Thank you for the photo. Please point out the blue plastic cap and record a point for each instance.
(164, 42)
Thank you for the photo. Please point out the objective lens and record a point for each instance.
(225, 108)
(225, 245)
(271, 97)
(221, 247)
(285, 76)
--
**Work required:** Copy the records word for word, beginning at the line that contains "Thank you for the photo. Please point out the objective" and continuing through the last line of the records.

**Written solution:**
Thank you for the photo. Please point out the objective lens and record a point for each instance.
(225, 108)
(225, 245)
(271, 97)
(221, 247)
(285, 76)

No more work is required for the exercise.